Provided data:

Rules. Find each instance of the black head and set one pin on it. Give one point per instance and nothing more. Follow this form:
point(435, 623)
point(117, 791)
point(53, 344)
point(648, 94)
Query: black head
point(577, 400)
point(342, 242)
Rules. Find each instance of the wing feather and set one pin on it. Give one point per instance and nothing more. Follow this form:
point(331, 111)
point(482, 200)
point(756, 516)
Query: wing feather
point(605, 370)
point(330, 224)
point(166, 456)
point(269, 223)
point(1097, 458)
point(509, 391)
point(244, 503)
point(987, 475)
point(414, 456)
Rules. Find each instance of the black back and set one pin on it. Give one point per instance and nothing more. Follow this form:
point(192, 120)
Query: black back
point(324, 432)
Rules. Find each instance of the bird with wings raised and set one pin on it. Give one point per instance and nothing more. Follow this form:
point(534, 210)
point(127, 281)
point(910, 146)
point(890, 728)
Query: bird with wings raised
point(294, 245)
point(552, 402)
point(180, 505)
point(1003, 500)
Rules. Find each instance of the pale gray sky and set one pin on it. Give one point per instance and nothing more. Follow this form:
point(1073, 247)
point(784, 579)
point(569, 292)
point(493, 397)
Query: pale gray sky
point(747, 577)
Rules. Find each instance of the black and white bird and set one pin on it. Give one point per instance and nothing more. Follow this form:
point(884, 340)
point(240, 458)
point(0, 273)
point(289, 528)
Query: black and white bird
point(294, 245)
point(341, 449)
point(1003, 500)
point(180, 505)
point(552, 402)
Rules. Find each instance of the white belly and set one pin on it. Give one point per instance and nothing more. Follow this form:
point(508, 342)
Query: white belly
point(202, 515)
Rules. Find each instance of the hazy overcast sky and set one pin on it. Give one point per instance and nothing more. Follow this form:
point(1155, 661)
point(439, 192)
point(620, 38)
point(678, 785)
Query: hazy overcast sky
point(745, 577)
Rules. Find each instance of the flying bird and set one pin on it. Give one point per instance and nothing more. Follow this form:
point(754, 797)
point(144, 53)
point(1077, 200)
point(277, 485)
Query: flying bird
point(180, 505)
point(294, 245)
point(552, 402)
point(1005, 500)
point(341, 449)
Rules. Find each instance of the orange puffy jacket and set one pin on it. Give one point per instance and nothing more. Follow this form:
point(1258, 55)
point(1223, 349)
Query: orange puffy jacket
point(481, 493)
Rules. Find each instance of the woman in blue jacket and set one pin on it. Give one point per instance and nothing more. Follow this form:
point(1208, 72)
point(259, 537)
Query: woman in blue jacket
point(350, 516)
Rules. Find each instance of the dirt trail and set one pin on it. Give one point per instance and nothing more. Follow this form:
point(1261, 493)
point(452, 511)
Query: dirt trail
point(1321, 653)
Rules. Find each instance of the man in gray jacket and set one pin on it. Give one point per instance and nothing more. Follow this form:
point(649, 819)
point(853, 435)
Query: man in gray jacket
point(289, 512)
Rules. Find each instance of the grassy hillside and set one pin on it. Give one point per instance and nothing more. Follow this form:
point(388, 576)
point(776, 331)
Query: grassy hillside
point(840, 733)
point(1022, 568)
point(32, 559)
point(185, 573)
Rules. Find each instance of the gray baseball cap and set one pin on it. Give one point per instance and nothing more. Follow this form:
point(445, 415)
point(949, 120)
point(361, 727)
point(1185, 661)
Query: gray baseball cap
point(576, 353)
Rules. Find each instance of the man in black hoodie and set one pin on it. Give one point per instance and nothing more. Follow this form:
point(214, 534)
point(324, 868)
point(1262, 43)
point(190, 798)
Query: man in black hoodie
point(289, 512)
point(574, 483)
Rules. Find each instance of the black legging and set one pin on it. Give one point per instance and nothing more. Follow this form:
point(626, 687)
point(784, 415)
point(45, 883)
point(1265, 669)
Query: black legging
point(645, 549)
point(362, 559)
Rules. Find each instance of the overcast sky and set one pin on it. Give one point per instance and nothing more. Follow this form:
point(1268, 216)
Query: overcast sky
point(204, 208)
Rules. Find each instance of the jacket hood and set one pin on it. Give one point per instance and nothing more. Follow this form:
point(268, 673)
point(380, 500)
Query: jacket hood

Problem statement:
Render the data above as a Markdown table with the columns "No." and "Text", one row per line and a running row number, leaving out any blank lines.

Answer for this exercise:
| No. | Text |
|---|---|
| 1 | Rules. Find each instance of the black head and set one pin on it. Give one point per instance and nothing more. Follow this form: |
| 2 | point(435, 623) |
| 3 | point(117, 791) |
| 4 | point(53, 344) |
| 5 | point(648, 94) |
| 6 | Query: black head |
| 7 | point(577, 400) |
| 8 | point(342, 242) |
| 9 | Rules. Find each instance of the wing feather and set one pin on it. Give one point per instance and nothing more. Follow this form: |
| 10 | point(331, 111) |
| 11 | point(482, 200) |
| 12 | point(756, 516) |
| 13 | Query: wing feather |
| 14 | point(605, 370) |
| 15 | point(330, 224) |
| 16 | point(166, 456) |
| 17 | point(269, 223) |
| 18 | point(1097, 458) |
| 19 | point(509, 391) |
| 20 | point(244, 503) |
| 21 | point(987, 475) |
| 22 | point(414, 456) |
| 23 | Rules. Find each instance of the black back and set one pin on it. Give one point per instance and nothing more. Follow this form: |
| 24 | point(192, 120) |
| 25 | Query: black back |
| 26 | point(324, 432) |
| 27 | Rules. Find each instance of the bird with wings raised and set one pin on it. Give one point per instance and nothing more. Follow this form: |
| 28 | point(534, 210) |
| 29 | point(127, 281) |
| 30 | point(910, 146) |
| 31 | point(890, 728) |
| 32 | Query: bird with wings raised |
| 33 | point(294, 245) |
| 34 | point(552, 402) |
| 35 | point(180, 505) |
| 36 | point(1003, 500) |
| 37 | Rules. Find each instance of the pale gray sky and set one pin on it. Give one point per instance and nothing more. Follow this form: |
| 38 | point(1073, 247) |
| 39 | point(784, 579) |
| 40 | point(569, 292) |
| 41 | point(493, 397) |
| 42 | Query: pale gray sky |
| 43 | point(747, 577) |
| 44 | Rules. Find each instance of the black and white bird and set one pin on it. Give one point per instance and nothing more. Follow this form: |
| 45 | point(884, 340) |
| 46 | point(240, 458) |
| 47 | point(0, 273) |
| 48 | point(289, 528) |
| 49 | Query: black and white bird |
| 50 | point(294, 245) |
| 51 | point(341, 449) |
| 52 | point(1003, 500) |
| 53 | point(180, 505) |
| 54 | point(552, 402) |
| 55 | Rules. Find each instance of the white belly and set one pin on it. Give one point per instance and nothing more. Follow this form: |
| 56 | point(508, 342) |
| 57 | Query: white belly |
| 58 | point(202, 515) |
| 59 | Rules. Find each instance of the hazy overcast sky and set one pin on it. Give one point per instance and nothing more. Follow this form: |
| 60 | point(1155, 661) |
| 61 | point(439, 192) |
| 62 | point(620, 38) |
| 63 | point(678, 785) |
| 64 | Query: hazy overcast sky |
| 65 | point(745, 577) |
| 66 | Rules. Find each instance of the flying bird and set one pin on it. Give one point per instance and nothing more. Follow this form: |
| 67 | point(754, 797) |
| 68 | point(144, 53) |
| 69 | point(1077, 200) |
| 70 | point(277, 485) |
| 71 | Query: flying bird |
| 72 | point(180, 505) |
| 73 | point(294, 245) |
| 74 | point(552, 402) |
| 75 | point(1005, 500) |
| 76 | point(341, 449) |
| 77 | Rules. Find each instance of the orange puffy jacket and set one pin on it. Give one point per instance and nothing more. Follow this form: |
| 78 | point(1258, 55) |
| 79 | point(1223, 349) |
| 80 | Query: orange puffy jacket |
| 81 | point(481, 493) |
| 82 | Rules. Find each instance of the woman in blue jacket and set one pin on it. Give one point per instance and nothing more. Follow this form: |
| 83 | point(1208, 72) |
| 84 | point(259, 537) |
| 85 | Query: woman in blue jacket |
| 86 | point(350, 516) |
| 87 | Rules. Find each instance of the dirt trail and set one pin on it. Give one point per instance and nothing more. Follow this form: |
| 88 | point(1261, 493) |
| 89 | point(452, 511) |
| 90 | Query: dirt trail |
| 91 | point(1321, 653) |
| 92 | Rules. Find each instance of the man in gray jacket and set one pin on it. Give one point per instance and nothing more. Follow this form: |
| 93 | point(649, 819) |
| 94 | point(853, 435) |
| 95 | Query: man in gray jacket |
| 96 | point(289, 512) |
| 97 | Rules. Find each instance of the grassy hillside and set one pin on it. Give one point per instance and nothing more. Follow this form: |
| 98 | point(388, 576) |
| 99 | point(776, 331) |
| 100 | Query: grassy hillside |
| 101 | point(840, 733) |
| 102 | point(1022, 568) |
| 103 | point(32, 559) |
| 104 | point(185, 573) |
| 105 | Rules. Find each instance of the gray baseball cap and set one pin on it. Give one point per instance and nothing more. Follow this form: |
| 106 | point(445, 415) |
| 107 | point(949, 120) |
| 108 | point(361, 727) |
| 109 | point(1185, 661) |
| 110 | Query: gray baseball cap |
| 111 | point(576, 353) |
| 112 | Rules. Find each instance of the man in black hoodie and set one pin on it. Give one point per instance and nothing more. Follow this form: |
| 113 | point(214, 534) |
| 114 | point(324, 868) |
| 115 | point(1262, 43) |
| 116 | point(190, 798) |
| 117 | Query: man in black hoodie |
| 118 | point(289, 512) |
| 119 | point(574, 483) |
| 120 | Rules. Find each instance of the black legging and set one pin on it. Give one point per instance and nothing more. Follow this form: |
| 121 | point(626, 687) |
| 122 | point(784, 415) |
| 123 | point(45, 883) |
| 124 | point(1265, 669) |
| 125 | Query: black legging |
| 126 | point(645, 549) |
| 127 | point(362, 559) |
| 128 | Rules. Find each instance of the overcast sky and set one pin on it. Give one point per instance and nothing more. Follow this form: |
| 129 | point(1268, 216) |
| 130 | Query: overcast sky |
| 131 | point(204, 208) |
| 132 | Rules. Find each instance of the jacket hood and set one pin on it. Give one point per instance and nothing more. Follow this form: |
| 133 | point(268, 673) |
| 134 | point(380, 500) |
| 135 | Query: jacket hood |